- Objectifs -
A – D'après le texte sur la candidature d'Anne Soupa, pourquoi l'invisibilité des femmes dans l'Église est-elle une régression ? Répondez en une à trois phrases.
B – Donnez la suite du texte sur la candidature d'Anne Soupa, à partir de sa dernière phrase.

- Texte cité -
━━━━

•  MADAME L’ARCHEVÊQUE, UNE TÂCHE IMMENSE….

    Récemment, une nouvelle aussi extraordinaire qu’incongrue est apparue sur les sites d’information : Mme ANNE SOUPA, théologienne catholique et bibliste, co-fondatrice du Comité de la Jupe, pose sa candidature au poste d’archevêque primat des Gaules, poste laissé vacant par le très contesté Mgr Barbarin.*

     

    Saluons tout d’abord ce geste symbolique, signal d’alarme de l’invisibilité des femmes dans l’Eglise.

     

    Comme l’a rappelé l’intéressée dans une émission récente de la chaine Arte, cette invisibilité est d’abord une terrible régression.

    Il suffit de jeter un regard aux siècles passés-particulièrement le haut Moyen Age- pour s’apercevoir du rôle important des femmes dans la vie de l’Eglise.

    Certaines sont devenues des saintes, ou des figures théologiques reconnues.

    Certes , cette reconnaissance officielle a tardé !  Une des plus célèbres d’entre elles, HILDEGARDE VON BINGEN(1098/1179) a été instituée docteur de l’Eglise par Benoit XVI en 2012, soit dix huit siècles plus tard !

    Religieuse bénédictine, Hildegarde Von Bingen a prêché en public( nul ne lui a opposé St Paul, comme le font quelques fondamentalistes pour Mme Soupa !) ; elle a conseillé de nombreux religieux, écrit un ouvrage musical superbe, le Sciviae, dont la pureté étonne encore… elle était aussi « médecienne » (oui, le féminin de médecin existait alors) soignante et guérisseuse.

━━━━

- Lignes enregistrées -

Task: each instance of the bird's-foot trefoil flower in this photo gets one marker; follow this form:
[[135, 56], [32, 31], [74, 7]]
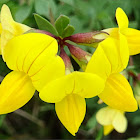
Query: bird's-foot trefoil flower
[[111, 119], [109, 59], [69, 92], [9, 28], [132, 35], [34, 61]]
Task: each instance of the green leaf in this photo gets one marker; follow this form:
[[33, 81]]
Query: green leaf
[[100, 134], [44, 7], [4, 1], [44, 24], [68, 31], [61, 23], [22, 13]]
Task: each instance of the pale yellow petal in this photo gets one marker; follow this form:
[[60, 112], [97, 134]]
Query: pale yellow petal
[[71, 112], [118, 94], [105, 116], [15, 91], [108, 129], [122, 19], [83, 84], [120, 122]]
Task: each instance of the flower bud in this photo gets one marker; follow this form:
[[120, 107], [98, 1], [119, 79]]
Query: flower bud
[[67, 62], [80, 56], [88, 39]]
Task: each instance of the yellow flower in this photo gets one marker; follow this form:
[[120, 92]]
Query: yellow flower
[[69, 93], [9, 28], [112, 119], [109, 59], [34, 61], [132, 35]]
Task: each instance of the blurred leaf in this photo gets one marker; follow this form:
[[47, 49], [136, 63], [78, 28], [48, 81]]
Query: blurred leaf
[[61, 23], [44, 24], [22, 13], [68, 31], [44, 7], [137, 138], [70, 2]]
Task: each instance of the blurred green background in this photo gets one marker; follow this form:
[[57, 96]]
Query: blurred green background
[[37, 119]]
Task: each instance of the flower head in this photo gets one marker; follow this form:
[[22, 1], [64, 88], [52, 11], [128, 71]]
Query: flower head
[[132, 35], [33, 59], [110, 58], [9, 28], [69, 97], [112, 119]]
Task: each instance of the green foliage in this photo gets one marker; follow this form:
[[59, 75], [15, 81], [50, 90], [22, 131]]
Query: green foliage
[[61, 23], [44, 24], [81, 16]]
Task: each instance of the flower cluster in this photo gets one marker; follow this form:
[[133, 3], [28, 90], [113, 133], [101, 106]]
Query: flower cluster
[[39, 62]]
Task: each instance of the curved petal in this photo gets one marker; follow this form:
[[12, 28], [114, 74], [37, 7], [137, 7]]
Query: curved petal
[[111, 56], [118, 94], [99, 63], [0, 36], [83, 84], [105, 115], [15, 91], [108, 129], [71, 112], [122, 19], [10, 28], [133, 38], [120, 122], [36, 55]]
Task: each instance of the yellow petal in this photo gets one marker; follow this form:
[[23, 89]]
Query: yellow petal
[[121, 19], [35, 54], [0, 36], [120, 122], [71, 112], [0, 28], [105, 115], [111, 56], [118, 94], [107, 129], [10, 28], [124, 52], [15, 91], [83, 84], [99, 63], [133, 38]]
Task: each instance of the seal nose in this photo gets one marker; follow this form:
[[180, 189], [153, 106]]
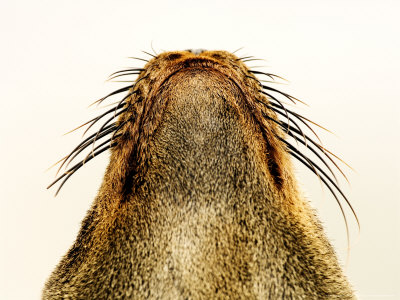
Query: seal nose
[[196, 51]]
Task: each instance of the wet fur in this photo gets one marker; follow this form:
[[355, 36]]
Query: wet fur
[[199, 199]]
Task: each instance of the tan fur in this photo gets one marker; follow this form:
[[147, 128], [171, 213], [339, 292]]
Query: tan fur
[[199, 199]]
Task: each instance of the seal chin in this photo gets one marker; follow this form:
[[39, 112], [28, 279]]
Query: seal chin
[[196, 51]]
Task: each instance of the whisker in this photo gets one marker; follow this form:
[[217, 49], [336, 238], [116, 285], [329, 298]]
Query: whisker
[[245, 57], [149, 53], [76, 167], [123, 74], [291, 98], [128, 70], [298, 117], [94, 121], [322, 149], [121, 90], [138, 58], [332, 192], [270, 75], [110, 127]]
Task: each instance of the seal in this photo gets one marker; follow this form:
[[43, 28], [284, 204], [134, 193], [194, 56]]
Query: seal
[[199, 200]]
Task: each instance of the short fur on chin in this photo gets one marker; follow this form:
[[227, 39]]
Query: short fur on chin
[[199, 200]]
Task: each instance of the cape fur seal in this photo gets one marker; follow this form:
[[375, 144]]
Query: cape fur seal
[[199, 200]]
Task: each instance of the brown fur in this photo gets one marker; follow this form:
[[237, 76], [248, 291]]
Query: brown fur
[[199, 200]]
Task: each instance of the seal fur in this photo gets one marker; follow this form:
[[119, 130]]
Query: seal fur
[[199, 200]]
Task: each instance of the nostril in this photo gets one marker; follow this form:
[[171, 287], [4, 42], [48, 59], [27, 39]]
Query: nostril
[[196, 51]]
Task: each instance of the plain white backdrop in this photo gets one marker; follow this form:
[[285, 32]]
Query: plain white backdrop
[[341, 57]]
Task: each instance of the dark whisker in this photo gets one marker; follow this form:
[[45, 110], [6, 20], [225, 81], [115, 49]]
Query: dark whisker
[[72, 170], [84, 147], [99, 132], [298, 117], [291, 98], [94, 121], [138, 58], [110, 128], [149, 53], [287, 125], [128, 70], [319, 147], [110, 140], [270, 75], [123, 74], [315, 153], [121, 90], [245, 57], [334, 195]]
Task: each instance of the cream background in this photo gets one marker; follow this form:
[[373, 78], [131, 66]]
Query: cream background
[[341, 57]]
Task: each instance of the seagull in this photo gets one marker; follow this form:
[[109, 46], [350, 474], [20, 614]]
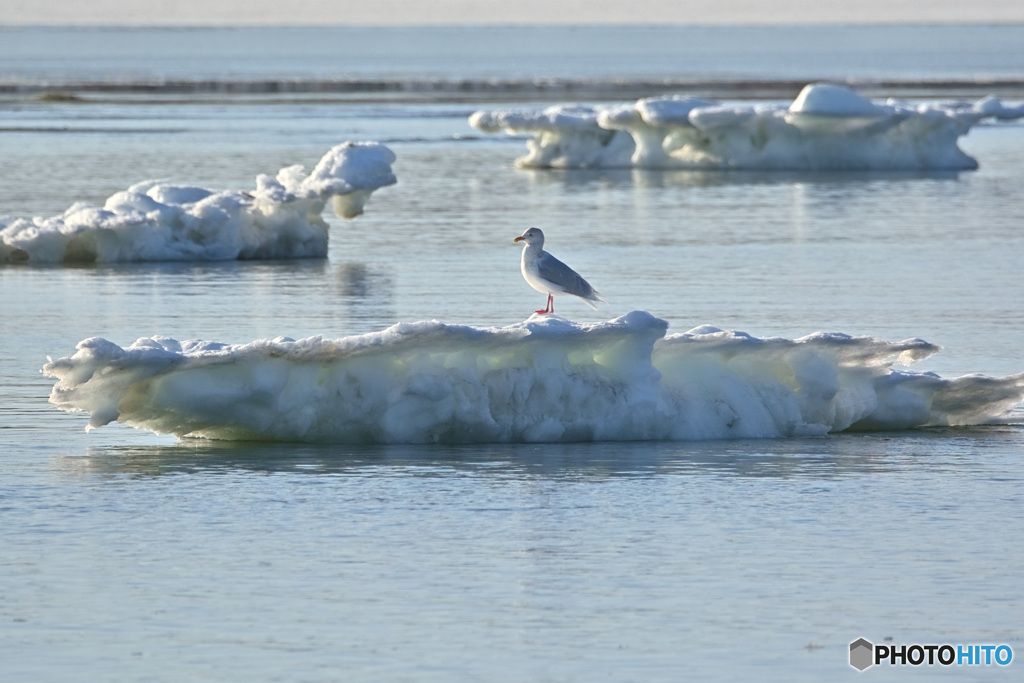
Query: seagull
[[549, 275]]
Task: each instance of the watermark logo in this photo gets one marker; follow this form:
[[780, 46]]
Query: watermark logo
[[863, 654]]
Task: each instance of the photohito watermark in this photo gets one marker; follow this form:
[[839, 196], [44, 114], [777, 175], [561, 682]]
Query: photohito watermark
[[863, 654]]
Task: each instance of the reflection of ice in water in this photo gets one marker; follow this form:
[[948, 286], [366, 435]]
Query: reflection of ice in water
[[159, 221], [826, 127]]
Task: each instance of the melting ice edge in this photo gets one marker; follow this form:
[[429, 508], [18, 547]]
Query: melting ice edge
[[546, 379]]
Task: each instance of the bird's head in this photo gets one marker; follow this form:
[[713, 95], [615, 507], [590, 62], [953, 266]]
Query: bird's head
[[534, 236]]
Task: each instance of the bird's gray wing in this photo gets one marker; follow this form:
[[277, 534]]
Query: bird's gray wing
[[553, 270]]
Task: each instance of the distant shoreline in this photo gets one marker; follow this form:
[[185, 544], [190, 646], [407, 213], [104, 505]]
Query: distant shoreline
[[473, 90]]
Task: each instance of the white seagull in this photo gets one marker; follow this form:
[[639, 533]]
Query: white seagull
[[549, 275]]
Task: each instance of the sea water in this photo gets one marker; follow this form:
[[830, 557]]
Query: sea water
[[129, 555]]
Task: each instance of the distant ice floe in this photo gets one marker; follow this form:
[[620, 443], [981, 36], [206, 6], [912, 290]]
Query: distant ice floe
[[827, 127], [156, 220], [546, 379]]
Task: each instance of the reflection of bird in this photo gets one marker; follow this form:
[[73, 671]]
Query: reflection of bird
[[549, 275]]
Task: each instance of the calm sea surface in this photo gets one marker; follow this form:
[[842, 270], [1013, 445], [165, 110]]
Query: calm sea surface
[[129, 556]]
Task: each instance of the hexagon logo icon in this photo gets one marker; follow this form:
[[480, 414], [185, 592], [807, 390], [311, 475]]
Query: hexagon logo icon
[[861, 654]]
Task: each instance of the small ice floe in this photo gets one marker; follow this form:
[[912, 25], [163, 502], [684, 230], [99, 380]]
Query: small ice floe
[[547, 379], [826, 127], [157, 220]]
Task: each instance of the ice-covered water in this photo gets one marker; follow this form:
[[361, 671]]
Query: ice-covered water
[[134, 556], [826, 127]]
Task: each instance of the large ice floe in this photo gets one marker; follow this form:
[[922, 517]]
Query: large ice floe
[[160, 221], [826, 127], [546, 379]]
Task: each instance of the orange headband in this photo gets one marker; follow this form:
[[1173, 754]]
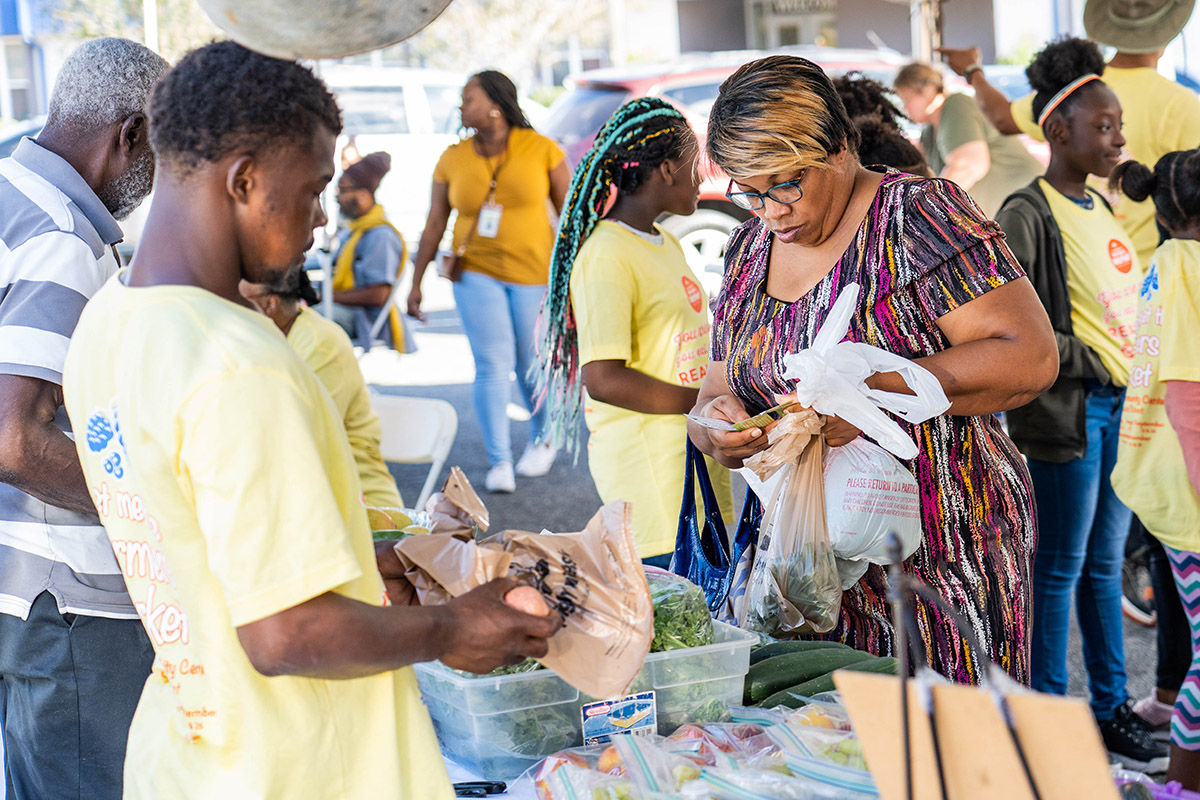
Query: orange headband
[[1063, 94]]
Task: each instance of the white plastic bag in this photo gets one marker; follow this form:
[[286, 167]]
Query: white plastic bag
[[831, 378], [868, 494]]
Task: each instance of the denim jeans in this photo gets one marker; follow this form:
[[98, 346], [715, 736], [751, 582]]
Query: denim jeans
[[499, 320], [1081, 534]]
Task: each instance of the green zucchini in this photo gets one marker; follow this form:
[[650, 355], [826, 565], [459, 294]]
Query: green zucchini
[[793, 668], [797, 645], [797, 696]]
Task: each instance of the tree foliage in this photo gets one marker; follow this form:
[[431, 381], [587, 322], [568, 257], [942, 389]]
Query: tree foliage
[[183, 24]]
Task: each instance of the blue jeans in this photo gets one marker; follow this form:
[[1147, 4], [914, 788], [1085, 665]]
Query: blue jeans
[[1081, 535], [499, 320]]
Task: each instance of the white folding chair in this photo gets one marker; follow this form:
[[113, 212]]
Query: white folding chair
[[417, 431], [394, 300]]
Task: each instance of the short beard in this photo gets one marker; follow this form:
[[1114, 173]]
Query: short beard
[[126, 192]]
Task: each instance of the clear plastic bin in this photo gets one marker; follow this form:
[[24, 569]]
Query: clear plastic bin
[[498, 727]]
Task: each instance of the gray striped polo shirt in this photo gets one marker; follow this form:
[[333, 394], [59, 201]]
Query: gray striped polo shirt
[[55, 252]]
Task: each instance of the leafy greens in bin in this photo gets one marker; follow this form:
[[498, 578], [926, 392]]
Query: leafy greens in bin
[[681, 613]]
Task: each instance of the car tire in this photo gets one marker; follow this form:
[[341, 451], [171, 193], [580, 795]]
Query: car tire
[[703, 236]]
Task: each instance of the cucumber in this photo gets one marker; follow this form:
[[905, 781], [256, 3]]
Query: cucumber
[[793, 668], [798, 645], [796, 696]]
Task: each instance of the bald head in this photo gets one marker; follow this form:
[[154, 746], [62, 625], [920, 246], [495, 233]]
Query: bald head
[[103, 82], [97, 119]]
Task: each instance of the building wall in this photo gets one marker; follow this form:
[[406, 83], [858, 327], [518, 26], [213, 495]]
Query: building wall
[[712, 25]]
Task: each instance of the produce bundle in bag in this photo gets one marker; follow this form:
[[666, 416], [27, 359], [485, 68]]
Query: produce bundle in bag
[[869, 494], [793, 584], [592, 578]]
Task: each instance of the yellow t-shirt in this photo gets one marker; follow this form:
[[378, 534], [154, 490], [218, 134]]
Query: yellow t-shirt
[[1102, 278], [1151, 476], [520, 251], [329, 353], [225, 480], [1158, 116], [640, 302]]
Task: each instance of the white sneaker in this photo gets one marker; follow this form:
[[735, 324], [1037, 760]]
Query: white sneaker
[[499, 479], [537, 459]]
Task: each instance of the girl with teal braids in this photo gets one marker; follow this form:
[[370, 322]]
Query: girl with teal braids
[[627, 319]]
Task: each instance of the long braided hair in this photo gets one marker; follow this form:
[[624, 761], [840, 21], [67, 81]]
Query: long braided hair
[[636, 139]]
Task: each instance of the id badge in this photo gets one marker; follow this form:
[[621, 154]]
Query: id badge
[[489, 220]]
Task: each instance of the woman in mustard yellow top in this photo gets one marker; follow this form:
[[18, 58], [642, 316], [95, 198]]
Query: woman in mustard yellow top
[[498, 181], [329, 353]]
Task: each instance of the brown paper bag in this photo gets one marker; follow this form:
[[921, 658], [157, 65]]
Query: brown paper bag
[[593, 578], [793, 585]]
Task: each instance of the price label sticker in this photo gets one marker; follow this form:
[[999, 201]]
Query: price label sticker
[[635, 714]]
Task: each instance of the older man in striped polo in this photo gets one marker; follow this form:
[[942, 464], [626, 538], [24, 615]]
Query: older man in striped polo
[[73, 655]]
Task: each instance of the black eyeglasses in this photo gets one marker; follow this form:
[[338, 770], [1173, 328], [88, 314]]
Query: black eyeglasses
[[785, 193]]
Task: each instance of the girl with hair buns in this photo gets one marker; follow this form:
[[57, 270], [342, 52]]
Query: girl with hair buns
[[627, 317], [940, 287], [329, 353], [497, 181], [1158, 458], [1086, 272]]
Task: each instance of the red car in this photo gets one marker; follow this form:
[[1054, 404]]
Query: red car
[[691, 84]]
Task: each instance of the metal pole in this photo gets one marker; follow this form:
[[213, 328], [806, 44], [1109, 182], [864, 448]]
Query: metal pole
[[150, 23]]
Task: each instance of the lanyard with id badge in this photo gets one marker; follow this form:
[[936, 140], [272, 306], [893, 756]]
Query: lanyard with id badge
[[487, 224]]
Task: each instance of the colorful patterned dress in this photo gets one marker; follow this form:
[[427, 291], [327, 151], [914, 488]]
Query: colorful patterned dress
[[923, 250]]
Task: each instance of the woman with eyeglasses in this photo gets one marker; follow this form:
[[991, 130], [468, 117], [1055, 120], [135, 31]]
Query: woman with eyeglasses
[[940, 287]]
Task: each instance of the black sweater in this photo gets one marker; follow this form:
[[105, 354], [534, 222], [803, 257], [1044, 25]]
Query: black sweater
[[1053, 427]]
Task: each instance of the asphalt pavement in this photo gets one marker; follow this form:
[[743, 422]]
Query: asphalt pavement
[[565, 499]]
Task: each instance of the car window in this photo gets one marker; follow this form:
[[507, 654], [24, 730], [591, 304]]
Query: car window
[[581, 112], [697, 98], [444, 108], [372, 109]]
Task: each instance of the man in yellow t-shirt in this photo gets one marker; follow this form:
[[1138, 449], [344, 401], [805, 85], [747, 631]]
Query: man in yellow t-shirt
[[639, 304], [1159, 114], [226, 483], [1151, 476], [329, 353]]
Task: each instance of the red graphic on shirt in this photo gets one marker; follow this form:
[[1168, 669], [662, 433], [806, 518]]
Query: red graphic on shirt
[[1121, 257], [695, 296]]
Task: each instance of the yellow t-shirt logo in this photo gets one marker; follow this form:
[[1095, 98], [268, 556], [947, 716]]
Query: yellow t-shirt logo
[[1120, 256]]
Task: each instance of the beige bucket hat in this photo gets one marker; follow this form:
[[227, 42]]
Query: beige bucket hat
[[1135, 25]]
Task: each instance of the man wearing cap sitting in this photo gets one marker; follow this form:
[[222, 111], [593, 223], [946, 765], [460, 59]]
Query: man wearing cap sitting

━━━━

- Résultats dans l'ordre -
A – Un regard sur les siècles passés, en particulier le haut Moyen Âge, montre que les femmes jouaient un rôle important dans la vie de l'Église. Certaines sont même devenues des saintes ou des figures théologiques reconnues.

B –
     

    Plus tard, THÉRÈSE D’AVILA (1515/1582) fille de juifs espagnols convertis au catholicisme, est décrite comme une femme forte, intrépide, radicale, même.

    Entrée dans l’Ordre des Carmes à vingt ans, elle en entreprend la réforme, et en impulse une semblable pour les ordres de religieux hommes. Elle vit des expériences mystiques qu’elle relate et transmet. Ecoutée et considérée, elle contribue à une meilleure vision de la foi par tous.

    Que diraient donc ces deux femmes en voyant des prêtres arrogants écarter des femmes (y compris des religieuses !) de la distribution de la communion, au prétexte qu’elles sont des femmes, c’est à dire un flagrant délit de discrimination pour ce qu’elles SONT ? Un délit basé sur une conception totalement païenne de l’ »impureté » supposée des femmes…

    Dans un discours qui a fait sensation,  la Congressiste américaine ALEXANDRA OCASIO CORTEZ a déclaré que si Jésus poussait les portes du Congrès aujourd’hui, on le traiterait de « radical ».

    Elle a rappelé que depuis des siècles, de nombreuses personnalités religieuses et politiques ont manipulé les Ecritures au service de la bigoterie, la discrimination , et l’injustice.

    C’est à mon sens cette imposture qu’il nous faut dénoncer sans relâche.

    Car comment se fait il que l’Eglise se soit retrouvé être le bras armé du patriarcat ?

    Au service de l’exploitation et l’infériorisation de la moitié de l’Humanité ?

     

    Le geste d’Anne Soupa est un geste symbolique majeur.

    Comme l’était, dans la vie civile, le dépôt de gerbe sur la tombe de l’épouse du Soldat Inconnu à l’Arc de Triomphe en 1971 par le tout neuf Mouvement de Libération des Femmes.

    Une femme encore plus inconnue que lui !

    Les manifestations et gestes symboliques des femmes ces derniers temps ont été multiples :

    « Die-in » de femmes allongées par terre pour dénoncer les féminicides, défilé de militantes fantômatiques portant chacune une pancarte avec le nom d’une victime décédée au cimetière du Montparnasse ; collages d’affiches dénonçant les violences dans toutes les villes.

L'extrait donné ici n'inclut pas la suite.